EXERCISE OBJECTIVE:
Repeat every entry exactly as it appears.

SUPPLIED DATA:
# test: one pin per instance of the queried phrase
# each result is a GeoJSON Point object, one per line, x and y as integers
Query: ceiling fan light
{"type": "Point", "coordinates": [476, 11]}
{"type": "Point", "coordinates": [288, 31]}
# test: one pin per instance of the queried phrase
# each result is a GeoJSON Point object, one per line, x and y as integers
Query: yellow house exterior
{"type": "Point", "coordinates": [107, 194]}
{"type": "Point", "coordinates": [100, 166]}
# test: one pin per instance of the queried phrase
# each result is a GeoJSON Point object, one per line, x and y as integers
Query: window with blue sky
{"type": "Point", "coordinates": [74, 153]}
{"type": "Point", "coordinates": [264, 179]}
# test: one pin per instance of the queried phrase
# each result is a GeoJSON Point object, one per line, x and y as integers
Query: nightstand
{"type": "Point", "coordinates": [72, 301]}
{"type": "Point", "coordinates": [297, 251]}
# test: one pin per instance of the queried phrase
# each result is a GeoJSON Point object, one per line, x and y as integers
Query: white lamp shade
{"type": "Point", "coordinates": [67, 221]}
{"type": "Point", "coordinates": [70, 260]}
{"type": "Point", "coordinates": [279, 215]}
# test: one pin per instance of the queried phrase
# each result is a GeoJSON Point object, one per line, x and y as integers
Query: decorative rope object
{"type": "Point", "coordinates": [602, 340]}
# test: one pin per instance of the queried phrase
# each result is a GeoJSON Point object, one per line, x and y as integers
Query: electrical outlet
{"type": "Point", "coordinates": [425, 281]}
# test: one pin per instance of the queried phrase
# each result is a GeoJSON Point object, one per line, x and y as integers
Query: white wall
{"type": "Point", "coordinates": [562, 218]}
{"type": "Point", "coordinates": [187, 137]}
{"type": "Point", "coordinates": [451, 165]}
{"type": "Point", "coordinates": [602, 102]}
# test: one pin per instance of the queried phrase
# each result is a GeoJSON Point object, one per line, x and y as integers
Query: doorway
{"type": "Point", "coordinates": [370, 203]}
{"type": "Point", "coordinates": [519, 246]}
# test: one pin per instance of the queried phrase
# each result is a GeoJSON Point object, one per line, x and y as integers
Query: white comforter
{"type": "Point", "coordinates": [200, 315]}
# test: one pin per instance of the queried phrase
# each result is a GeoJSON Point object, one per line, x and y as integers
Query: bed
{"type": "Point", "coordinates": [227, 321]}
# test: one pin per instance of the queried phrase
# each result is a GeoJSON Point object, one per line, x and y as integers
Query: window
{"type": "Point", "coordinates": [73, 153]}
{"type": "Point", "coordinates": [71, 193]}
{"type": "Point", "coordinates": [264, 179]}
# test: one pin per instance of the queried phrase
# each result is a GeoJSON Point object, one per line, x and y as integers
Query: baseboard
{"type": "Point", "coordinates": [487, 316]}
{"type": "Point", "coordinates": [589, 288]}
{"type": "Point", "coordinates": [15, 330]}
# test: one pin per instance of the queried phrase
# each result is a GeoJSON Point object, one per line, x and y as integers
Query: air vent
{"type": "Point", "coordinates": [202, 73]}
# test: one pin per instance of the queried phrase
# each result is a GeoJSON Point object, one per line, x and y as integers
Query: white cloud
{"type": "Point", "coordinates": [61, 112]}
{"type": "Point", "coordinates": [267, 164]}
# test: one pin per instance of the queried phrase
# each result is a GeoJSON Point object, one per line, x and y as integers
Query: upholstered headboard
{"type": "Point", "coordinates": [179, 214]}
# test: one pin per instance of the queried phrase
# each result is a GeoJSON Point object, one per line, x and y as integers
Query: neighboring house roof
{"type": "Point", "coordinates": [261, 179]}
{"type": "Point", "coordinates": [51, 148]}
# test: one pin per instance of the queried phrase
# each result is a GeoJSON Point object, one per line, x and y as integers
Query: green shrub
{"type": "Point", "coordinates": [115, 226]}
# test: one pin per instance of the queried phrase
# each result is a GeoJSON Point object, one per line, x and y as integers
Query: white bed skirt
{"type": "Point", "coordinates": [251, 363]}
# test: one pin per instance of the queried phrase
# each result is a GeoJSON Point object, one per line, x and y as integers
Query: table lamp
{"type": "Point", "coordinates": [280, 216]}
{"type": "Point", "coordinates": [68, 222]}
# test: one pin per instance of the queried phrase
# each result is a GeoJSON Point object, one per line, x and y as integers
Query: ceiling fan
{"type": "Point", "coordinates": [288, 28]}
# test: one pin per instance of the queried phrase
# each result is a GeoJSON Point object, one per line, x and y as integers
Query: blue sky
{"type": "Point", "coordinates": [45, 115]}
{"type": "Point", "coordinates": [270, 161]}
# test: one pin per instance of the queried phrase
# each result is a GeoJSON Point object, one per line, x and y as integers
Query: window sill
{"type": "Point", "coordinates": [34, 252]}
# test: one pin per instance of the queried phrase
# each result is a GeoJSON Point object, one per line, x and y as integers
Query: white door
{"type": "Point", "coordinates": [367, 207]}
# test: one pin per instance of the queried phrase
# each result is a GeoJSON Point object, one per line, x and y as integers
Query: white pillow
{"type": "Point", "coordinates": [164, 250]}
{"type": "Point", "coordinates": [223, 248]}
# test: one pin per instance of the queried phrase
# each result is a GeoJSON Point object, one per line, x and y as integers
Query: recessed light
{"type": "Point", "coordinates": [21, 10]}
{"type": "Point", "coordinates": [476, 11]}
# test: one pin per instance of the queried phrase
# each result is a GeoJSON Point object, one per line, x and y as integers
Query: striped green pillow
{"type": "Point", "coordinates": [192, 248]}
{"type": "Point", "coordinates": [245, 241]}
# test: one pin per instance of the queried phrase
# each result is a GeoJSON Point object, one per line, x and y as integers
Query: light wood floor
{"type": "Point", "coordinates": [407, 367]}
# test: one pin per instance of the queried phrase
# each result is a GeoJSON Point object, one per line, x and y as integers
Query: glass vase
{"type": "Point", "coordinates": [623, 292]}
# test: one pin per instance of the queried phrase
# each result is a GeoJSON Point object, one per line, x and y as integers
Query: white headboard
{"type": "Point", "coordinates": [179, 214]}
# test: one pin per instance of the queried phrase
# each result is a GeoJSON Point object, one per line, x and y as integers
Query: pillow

SOLUTION TO THE PROBLEM:
# test: one pin per instance of the queried phrase
# each result is a GeoJSON Point object, one per line, x and y as integers
Query: ceiling fan light
{"type": "Point", "coordinates": [476, 11]}
{"type": "Point", "coordinates": [288, 31]}
# test: one pin per instance of the queried phrase
# each result is a GeoJSON Point object, one per line, x and y as integers
Query: yellow house exterior
{"type": "Point", "coordinates": [107, 194]}
{"type": "Point", "coordinates": [100, 166]}
# test: one pin per instance of the queried phrase
# each result is a GeoJSON Point object, one per line, x and y as integers
Query: window with blue sky
{"type": "Point", "coordinates": [74, 153]}
{"type": "Point", "coordinates": [264, 179]}
# test: one pin per instance of the queried phrase
# each result is a GeoJSON Point object, one per line, x and y as integers
Query: nightstand
{"type": "Point", "coordinates": [72, 301]}
{"type": "Point", "coordinates": [297, 251]}
# test: one pin per instance of the queried phrase
# each result is a GeoJSON Point object, one per line, x and y as integers
Query: white lamp shade
{"type": "Point", "coordinates": [67, 221]}
{"type": "Point", "coordinates": [70, 260]}
{"type": "Point", "coordinates": [279, 215]}
# test: one pin per instance of the queried phrase
# each result is a GeoJSON Point object, one per line, x and y as integers
Query: decorative rope object
{"type": "Point", "coordinates": [602, 340]}
# test: one pin per instance of the queried phrase
# each result is a GeoJSON Point object, one per line, x and y as integers
Query: electrical outlet
{"type": "Point", "coordinates": [425, 281]}
# test: one pin per instance of the queried phrase
# each result is a GeoJSON Point object, one per line, x and y as integers
Query: white wall
{"type": "Point", "coordinates": [562, 218]}
{"type": "Point", "coordinates": [187, 137]}
{"type": "Point", "coordinates": [451, 165]}
{"type": "Point", "coordinates": [602, 102]}
# test: one pin per instance of the queried phrase
# each result is a GeoJSON Point object, one per line, x and y as integers
Query: doorway
{"type": "Point", "coordinates": [370, 203]}
{"type": "Point", "coordinates": [519, 246]}
# test: one pin per instance of the queried phrase
# each result is a GeoJSON Point object, one per line, x and y as integers
Query: white comforter
{"type": "Point", "coordinates": [200, 315]}
# test: one pin per instance of the queried phrase
# each result is a GeoJSON Point object, one per line, x and y as integers
Query: bed
{"type": "Point", "coordinates": [227, 321]}
# test: one pin per instance of the queried phrase
# each result is a GeoJSON Point object, one per line, x and y as integers
Query: window
{"type": "Point", "coordinates": [73, 153]}
{"type": "Point", "coordinates": [71, 193]}
{"type": "Point", "coordinates": [264, 179]}
# test: one pin per instance of the queried phrase
# each result is a GeoJSON Point object, one per line, x and y as integers
Query: baseboard
{"type": "Point", "coordinates": [487, 316]}
{"type": "Point", "coordinates": [589, 288]}
{"type": "Point", "coordinates": [15, 330]}
# test: one pin per instance of the queried phrase
# each result is a GeoJSON Point object, one per line, x and y as integers
Query: air vent
{"type": "Point", "coordinates": [202, 73]}
# test: one pin per instance of the queried phrase
# each result is a GeoJSON Point object, one per line, x and y as integers
Query: white cloud
{"type": "Point", "coordinates": [61, 112]}
{"type": "Point", "coordinates": [267, 164]}
# test: one pin per instance of the queried phrase
# each result is a GeoJSON Point object, one per line, x and y as integers
Query: upholstered headboard
{"type": "Point", "coordinates": [179, 214]}
# test: one pin per instance of the queried phrase
# each result is a GeoJSON Point object, one per line, x and y as integers
Query: neighboring house roof
{"type": "Point", "coordinates": [261, 179]}
{"type": "Point", "coordinates": [51, 148]}
# test: one pin per instance of the queried phrase
# each result is a GeoJSON Point object, one per line, x and y as integers
Query: green shrub
{"type": "Point", "coordinates": [115, 226]}
# test: one pin per instance of the queried phrase
# each result is a GeoJSON Point object, one per line, x and y as integers
Query: white bed skirt
{"type": "Point", "coordinates": [251, 363]}
# test: one pin per instance of the queried phrase
# each result is a GeoJSON Point object, one per line, x and y as integers
Query: table lamp
{"type": "Point", "coordinates": [280, 216]}
{"type": "Point", "coordinates": [68, 222]}
# test: one pin per instance of the queried phrase
# each result is a GeoJSON Point object, one per line, x and y as integers
Query: ceiling fan
{"type": "Point", "coordinates": [288, 28]}
# test: one pin per instance of the queried phrase
# each result is a GeoJSON Point object, one per line, x and y as integers
Query: blue sky
{"type": "Point", "coordinates": [45, 115]}
{"type": "Point", "coordinates": [270, 161]}
# test: one pin per instance of the queried phrase
# each result is a GeoJSON Point object, one per line, x and y as integers
Query: window sill
{"type": "Point", "coordinates": [34, 252]}
# test: one pin per instance of the queried phrase
# each result is a GeoJSON Point object, one per line, x and y as integers
Query: white door
{"type": "Point", "coordinates": [367, 207]}
# test: one pin per instance of the queried phrase
# each result is a GeoJSON Point object, one per line, x and y as integers
Query: white pillow
{"type": "Point", "coordinates": [164, 250]}
{"type": "Point", "coordinates": [223, 248]}
# test: one pin per instance of the queried phrase
# each result is a GeoJSON Point object, one per line, x and y as integers
Query: recessed light
{"type": "Point", "coordinates": [21, 10]}
{"type": "Point", "coordinates": [476, 11]}
# test: one pin per instance of the queried phrase
# each result is a GeoJSON Point object, one per line, x and y as integers
Query: striped green pillow
{"type": "Point", "coordinates": [192, 248]}
{"type": "Point", "coordinates": [245, 241]}
# test: one pin per instance of the queried phrase
# each result is a GeoJSON Point object, one per line, x and y as integers
Query: light wood floor
{"type": "Point", "coordinates": [407, 367]}
# test: one pin per instance of the queried phrase
# each result is a GeoJSON Point object, one per line, x and y as integers
Query: glass vase
{"type": "Point", "coordinates": [623, 292]}
# test: one pin per instance of the queried phrase
# each result is a GeoJSON Point object, one per line, x and y as integers
Query: white headboard
{"type": "Point", "coordinates": [179, 214]}
# test: one pin per instance of the queried phrase
# each result is a GeoJSON Point object, one per line, x and y as integers
Query: pillow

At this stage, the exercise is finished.